_RECORDS FOR PROCESSING_
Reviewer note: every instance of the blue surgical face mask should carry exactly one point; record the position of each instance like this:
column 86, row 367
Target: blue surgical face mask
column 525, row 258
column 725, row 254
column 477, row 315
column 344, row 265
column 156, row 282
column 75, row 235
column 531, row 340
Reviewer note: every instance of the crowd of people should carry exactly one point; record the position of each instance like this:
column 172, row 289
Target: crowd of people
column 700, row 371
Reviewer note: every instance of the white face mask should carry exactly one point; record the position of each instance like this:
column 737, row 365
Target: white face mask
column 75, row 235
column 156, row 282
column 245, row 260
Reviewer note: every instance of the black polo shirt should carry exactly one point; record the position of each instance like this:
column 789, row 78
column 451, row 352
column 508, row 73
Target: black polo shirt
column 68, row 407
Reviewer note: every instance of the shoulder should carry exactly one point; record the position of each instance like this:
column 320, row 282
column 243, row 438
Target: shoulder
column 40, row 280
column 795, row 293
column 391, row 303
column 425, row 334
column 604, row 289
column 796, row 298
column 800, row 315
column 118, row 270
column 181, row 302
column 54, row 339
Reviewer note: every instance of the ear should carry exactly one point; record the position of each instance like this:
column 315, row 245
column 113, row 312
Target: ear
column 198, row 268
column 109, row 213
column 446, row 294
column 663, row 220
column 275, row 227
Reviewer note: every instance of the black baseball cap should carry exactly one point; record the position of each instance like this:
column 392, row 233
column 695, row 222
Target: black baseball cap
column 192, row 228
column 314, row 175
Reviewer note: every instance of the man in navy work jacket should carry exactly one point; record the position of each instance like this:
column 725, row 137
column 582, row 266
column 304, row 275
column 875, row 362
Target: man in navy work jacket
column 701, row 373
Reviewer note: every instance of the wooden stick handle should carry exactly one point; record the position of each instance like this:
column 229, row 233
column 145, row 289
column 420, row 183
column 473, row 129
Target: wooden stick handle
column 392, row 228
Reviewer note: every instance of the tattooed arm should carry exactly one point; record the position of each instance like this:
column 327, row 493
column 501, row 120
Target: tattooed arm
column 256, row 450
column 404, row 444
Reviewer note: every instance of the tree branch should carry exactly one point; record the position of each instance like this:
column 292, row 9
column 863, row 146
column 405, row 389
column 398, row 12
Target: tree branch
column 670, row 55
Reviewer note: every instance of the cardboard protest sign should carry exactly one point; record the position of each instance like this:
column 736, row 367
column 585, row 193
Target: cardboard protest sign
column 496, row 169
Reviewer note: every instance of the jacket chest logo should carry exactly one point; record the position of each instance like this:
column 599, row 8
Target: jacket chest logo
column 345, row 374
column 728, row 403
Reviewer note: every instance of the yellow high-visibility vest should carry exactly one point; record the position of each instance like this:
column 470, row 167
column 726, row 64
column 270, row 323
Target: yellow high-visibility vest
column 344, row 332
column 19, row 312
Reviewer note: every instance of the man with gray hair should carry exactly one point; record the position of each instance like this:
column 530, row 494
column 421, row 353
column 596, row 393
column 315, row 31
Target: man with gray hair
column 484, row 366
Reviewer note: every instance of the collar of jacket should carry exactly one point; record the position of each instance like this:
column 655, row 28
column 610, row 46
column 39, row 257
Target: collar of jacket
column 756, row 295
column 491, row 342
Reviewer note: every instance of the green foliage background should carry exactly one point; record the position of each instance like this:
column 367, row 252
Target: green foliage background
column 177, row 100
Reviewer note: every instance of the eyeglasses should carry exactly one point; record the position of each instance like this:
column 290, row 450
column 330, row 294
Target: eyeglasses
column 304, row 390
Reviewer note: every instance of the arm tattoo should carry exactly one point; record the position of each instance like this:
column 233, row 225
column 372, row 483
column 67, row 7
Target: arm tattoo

_TASK DIRECTIONS_
Reproduce every row above verbatim, without changing a single character.

_EXERCISE RESPONSE_
Reviewer note: every instance of the blue surgical face mask should carry exactly one point; record the position of each instance like this:
column 86, row 367
Target: blue surgical face mask
column 525, row 258
column 725, row 254
column 477, row 315
column 344, row 265
column 156, row 282
column 75, row 235
column 531, row 340
Reviewer note: every instance of the crowd of people should carry exactly one point; record the position of each instance like this:
column 172, row 289
Target: crowd of people
column 700, row 371
Reviewer note: every instance of the white face mask should carry exactly one point; record the position of each instance like this:
column 737, row 365
Target: white face mask
column 75, row 235
column 156, row 282
column 245, row 260
Reviewer note: every instance of the black polo shirt should carry exactly one point; record the position of each instance like this:
column 789, row 78
column 451, row 352
column 508, row 73
Target: black polo shirt
column 68, row 407
Reviewer note: every instance of the shoulder should carry exactly one point; record the position of each instance like this:
column 320, row 282
column 243, row 438
Target: shoulder
column 40, row 280
column 795, row 293
column 391, row 303
column 425, row 334
column 604, row 289
column 796, row 298
column 800, row 315
column 118, row 270
column 181, row 302
column 54, row 339
Reviewer note: every instance of the ear should carry exactly one point; record the position of each instance like this:
column 315, row 245
column 113, row 312
Target: ear
column 198, row 268
column 109, row 213
column 446, row 294
column 663, row 220
column 275, row 227
Reviewer note: every instance of the black baseball cap should carry exactly one point; record the position of each instance like this:
column 392, row 233
column 695, row 222
Target: black baseball cap
column 192, row 228
column 314, row 175
Reviewer note: every instance of the man in navy work jacket should carry exactly one point; record the position of each instance like this:
column 725, row 137
column 582, row 266
column 304, row 275
column 875, row 362
Target: man in navy work jacket
column 701, row 373
Reviewer note: every instance of the wooden stick handle should carry exactly one point; record the position of each instance like this:
column 229, row 233
column 145, row 289
column 420, row 183
column 473, row 129
Target: wooden stick handle
column 392, row 228
Reviewer note: every instance of the tattooed arm should carry exactly one point; record the position of each instance like this:
column 327, row 493
column 501, row 120
Target: tattooed arm
column 256, row 450
column 404, row 444
Reviewer note: every instance of the tree branch should carry exactly one point; record the position of each instance like this:
column 292, row 9
column 863, row 146
column 405, row 389
column 398, row 12
Target: tree branch
column 670, row 55
Reviewer note: every instance of the cardboard protest sign should carry exactly one point; record the position of each instance like this:
column 736, row 367
column 585, row 193
Target: cardboard protest sign
column 496, row 169
Reviewer note: every instance of the jacket chest logo should carry exactly one point; record the position of each instance like this:
column 599, row 8
Target: jacket chest logo
column 345, row 374
column 728, row 403
Reviewer note: every instance of the yellow high-visibility vest should carry exactly one point; record the position of each instance like this:
column 470, row 167
column 726, row 64
column 270, row 323
Target: yellow high-visibility vest
column 344, row 332
column 19, row 312
Reviewer note: every instance of the man with gray hair should carry exactly one point; record the position of each instance like this:
column 530, row 494
column 421, row 353
column 596, row 393
column 315, row 31
Target: man with gray hair
column 484, row 366
Reviewer note: every instance of the collar of jacket should carry exactly one point; record the position of each instance like this:
column 655, row 28
column 610, row 46
column 39, row 257
Target: collar of jacket
column 756, row 295
column 491, row 342
Reviewer note: every instance of the green foliage background should carry exactly one point; record the position of each instance like this:
column 367, row 252
Target: green foliage background
column 177, row 100
Reviewer note: every instance of the eyeglasses should carry exactly one point; record the position of each instance like this:
column 290, row 450
column 330, row 294
Target: eyeglasses
column 304, row 390
Reviewer note: every instance of the arm tattoo should carry exactly one point; record the position of each instance like this:
column 233, row 225
column 372, row 483
column 67, row 7
Target: arm tattoo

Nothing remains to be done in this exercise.